Performance Data Analyst

Back in 2010, I wrote about the occupational culture of a performance analyst. The post included photographs taken of the video service room at the 2005 Canoe Slalom World Championships held at the Penrith Olympic course in Australia.

The service require a massive amount of hard wiring and included a duplicate system in case of service interruption. Memories of this event were stirred today by an advert for a performance data analyst position in British Canoe Slalom.

In the United Kingdom, canoe slalom and hockey were two early adopters of video technology. In canoe slalom, Alan Edge was at the forefront of this early adoption and some of Alan’s work is discussed by Graham Jones and Lew Hardy (1990).

I thought our work developed Alan’s original ideas twenty years on with the help of some rudimentary digital technologies.

The post advertised this week moves that work on to a different level.

The position description is:

Role and Person Summary

The primary aim of this role will be to leverage existing/new data structures and intel within the British Canoe Slalom program to improve coach-athlete knowledge of factors enhancing or detracting success in “on water” technical performance. To meet this end, we are looking for someone whom is both curious and personally driven and capable of leading video/data support at both international & domestic competitions & training environments. The candidate should have a thirst for seeking knowledge and establishing successful partnerships with key stakeholders. They must have the ability to marry video based technical information with objective numerical data across varying time domains. He/She should have the abilty to display and convey insight using appropriate visualisation tools that captures the appropriate narrative around key performance questions at both the individual athlete and group level. This will include the ability to enhance learning through the coach via ‘insight’ garnered from observational, qualitative and quantitative means.

Outside of this, the successful candidate will form part of a close knit group of successful coaches, athletes and support team which strives for excellence on a daily basis. He/she should be accepting of the need to be innovative without sacrificing the World Class basics already in place within the program.

[Annotation dataset entries]
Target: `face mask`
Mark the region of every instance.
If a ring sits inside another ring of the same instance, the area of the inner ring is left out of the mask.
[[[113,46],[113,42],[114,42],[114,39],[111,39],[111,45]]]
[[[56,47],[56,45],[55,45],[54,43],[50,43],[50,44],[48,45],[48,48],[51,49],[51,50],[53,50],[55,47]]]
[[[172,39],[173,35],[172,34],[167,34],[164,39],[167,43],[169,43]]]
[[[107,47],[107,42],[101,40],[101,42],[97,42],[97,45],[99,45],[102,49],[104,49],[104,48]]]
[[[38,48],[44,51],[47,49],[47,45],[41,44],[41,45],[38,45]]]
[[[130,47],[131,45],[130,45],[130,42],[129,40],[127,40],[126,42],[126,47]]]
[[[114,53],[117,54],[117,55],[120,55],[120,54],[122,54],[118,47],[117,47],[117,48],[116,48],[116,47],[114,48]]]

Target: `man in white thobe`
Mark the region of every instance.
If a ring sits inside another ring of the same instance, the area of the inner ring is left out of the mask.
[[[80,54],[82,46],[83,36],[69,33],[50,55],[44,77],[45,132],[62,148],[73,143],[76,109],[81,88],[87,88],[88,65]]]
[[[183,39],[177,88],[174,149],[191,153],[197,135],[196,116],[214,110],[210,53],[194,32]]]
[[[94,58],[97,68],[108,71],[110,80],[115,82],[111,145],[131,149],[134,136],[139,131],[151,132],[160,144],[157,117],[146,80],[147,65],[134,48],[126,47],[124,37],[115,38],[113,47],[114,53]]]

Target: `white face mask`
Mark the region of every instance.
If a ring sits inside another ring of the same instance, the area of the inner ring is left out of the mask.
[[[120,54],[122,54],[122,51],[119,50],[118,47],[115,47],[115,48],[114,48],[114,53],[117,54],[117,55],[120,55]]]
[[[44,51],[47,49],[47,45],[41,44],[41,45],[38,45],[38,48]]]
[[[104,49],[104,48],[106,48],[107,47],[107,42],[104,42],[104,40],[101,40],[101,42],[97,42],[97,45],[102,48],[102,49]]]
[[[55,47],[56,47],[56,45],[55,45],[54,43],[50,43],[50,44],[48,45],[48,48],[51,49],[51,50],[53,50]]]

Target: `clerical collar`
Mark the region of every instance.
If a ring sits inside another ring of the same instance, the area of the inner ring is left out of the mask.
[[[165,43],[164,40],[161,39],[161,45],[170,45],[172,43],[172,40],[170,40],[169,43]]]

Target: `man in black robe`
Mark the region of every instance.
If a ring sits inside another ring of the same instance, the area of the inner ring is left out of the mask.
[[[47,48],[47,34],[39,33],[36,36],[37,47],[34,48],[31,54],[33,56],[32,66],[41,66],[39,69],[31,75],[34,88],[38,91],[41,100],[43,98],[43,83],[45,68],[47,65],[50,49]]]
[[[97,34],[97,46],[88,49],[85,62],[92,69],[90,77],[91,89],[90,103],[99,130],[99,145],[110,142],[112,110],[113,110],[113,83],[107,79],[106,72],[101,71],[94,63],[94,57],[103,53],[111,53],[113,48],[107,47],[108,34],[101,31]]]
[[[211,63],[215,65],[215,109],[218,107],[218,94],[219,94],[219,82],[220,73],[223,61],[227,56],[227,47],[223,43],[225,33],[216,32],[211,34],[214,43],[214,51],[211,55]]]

Objectives
[a] Answer these about the text on performance data analysis:
(i) Where were the 2005 Canoe Slalom World Championships held?
(ii) Which two sports in the United Kingdom were early adopters of video technology?
(iii) Who discussed some of Alan Edge's work?
[b] Resume the text on performance data analysis, carrying it on from its final sentence.
The lines above are material of their own, apart from the text on performance data analysis.

Answers to the tasks
[a]
(i) At the Penrith Olympic course in Australia.
(ii) Canoe slalom and hockey.
(iii) Graham Jones and Lew Hardy (1990).

[b]
Working Relationships

  • Head coach and other podium/podium potential coaches
  • Canoe Slalom Performance analyst
  • Canoe Slalom Physical Preparation coach
  • Canoe Slalom athlete cohort
  • EIS Sport Intelligence unit
  • EIS Performance Innovation team/external partners
  • EIS Performance Analysis/S&C teams
  • Head of Performance Support

Main Tasks and Activities

Technical priority:

  • The provision and future development of ‘in the moment’ water side video and race analytics to aid coaching feedback on technical performance.
  • Develop effective data visualisations that impacts performance decisions.
  • Manage and help develop comprehensive performance databases
  • Work alongside Canoe Slalom Physical Preparation Specialist in linking performance intel from land-based programs to on water performance.
  • Provide competition support (video and race analysis) for select international races throughout the year.
  • Assist existing performance analyst in the provision of daily analysis support within the training environment.

This role may involve training, supervising, working with and/or being in sole charge of children and young people. The successful applicant will therefore be required to apply for a disclosure from the Disclosure and Barring Service (formerly the CRB).  A disclosure is an impartial and confidential document that details an individual’s criminal record and where appropriate gives details of those who are banned from working with children. Having a criminal record will not necessarily be a bar to obtaining a position.

The post holder shares with all colleagues the responsibility:

for making suggestions to improve the working situation and contribute to positive employee relations within their area of work and the EIS as a whole;

to cooperate with measures introduced to ensure there is equality of opportunity in employment and sports equity; and in addition for post holders with a management responsibility to encourage their staff to ensure that they comply with all aspects of the equal opportunities in employment and sports equity policies and practices.

for ensuring that the working environment is free of sexual and racial harassment and intimidation and any other form of harassment constituting unacceptable behaviour which is personally offensive.

to comply with all aspects of the EIS Health and Safety Policy and Arrangements and, in addition, for post holders with a management responsibility to encourage their staff to ensure that they also comply with all aspects of these arrangements.

to comply with all aspects of any codes of conduct that might apply by virtue of the EIS having a presence in facilities operated by third parties.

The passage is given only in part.